**Text shown:**
+++

Legislative violence should not be our norm today: Equality is not the goal of SB3 by Kwami Abdul-Bey
As a public historian and as descendant of racialized terror, legal lynching victim here in Arkansas, I rise furious, but clear-eyed, against Senate Bill 3–a dangerous bill written and championed in deceit, arrogance, and historical amnesia. This legislation isn’t about equality. It is about securing and maintaining a white priority complex system wrapped in erroneous, misinterpreted quotes from our founding documents, as well as a blind preemptive obedience that, in past decades, eventually led to worldwide war.
Senator Dan Sullivan claims his legislation attacks “discrimination” while falsely stating that SB3 is required under President Donald Trump’s anti-DEI executive orders. He also claims that his legislation enforces what he sadly calls a constitutional mandate that says, in his words, “that all persons are created equal.” Sen. Sullivan’s willful stupidity should not be the standard for leadership that we Arkansans entrust with the power to write laws that can potentially wreck all of our lives, especially when such laws wreck the very public schools that teach all 9th graders the civics that Sen. Sullivan should know as a legislator.
Let’s be clear and blunt: presidential orders have never, and will never, have any legal authority over our duly elected state legislature. And, it is the Declaration of Independence, not the U.S. Constitution, that contains the words “All men [not persons] are created equal.” Just as those hypocritical words written by Thomas Jefferson–an enslaver who repeatedly raped one of his teenaged captives–referred only to White property-owning men, the anti-DEI stance is equally hypocritical when you examine the qualifications of Trump’s meritless cabinet picks who all have one sure thing in common, their immense wealth.

+++

**Jobs:**
- a) Decide whether each statement agrees with the SB3 opinion piece, and answer yes or no, quoting the words that settle it: (i) The author places the equality wording in the Declaration of Independence rather than the U.S. Constitution. (ii) Senator Sullivan says SB3 has nothing to do with any presidential executive order. (iii) The author writes in the role of a public historian.
- b) From the SB3 opinion piece, extract the passage between "Legislative violence should" and "to worldwide war.", inclusive.
Base every response solely on the SB3 opinion piece.

**Supplied information:**
+++

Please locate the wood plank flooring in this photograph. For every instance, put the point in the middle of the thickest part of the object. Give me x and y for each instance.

+++

**The responses:**
- a)
(i) Yes: "it is the Declaration of Independence, not the U.S. Constitution, that contains the words"
(ii) No: "falsely stating that SB3 is required under President Donald Trump’s anti-DEI executive orders"
(iii) Yes: "As a public historian"

- b)
Legislative violence should not be our norm today: Equality is not the goal of SB3 by Kwami Abdul-Bey
As a public historian and as descendant of racialized terror, legal lynching victim here in Arkansas, I rise furious, but clear-eyed, against Senate Bill 3–a dangerous bill written and championed in deceit, arrogance, and historical amnesia. This legislation isn’t about equality. It is about securing and maintaining a white priority complex system wrapped in erroneous, misinterpreted quotes from our founding documents, as well as a blind preemptive obedience that, in past decades, eventually led to worldwide war.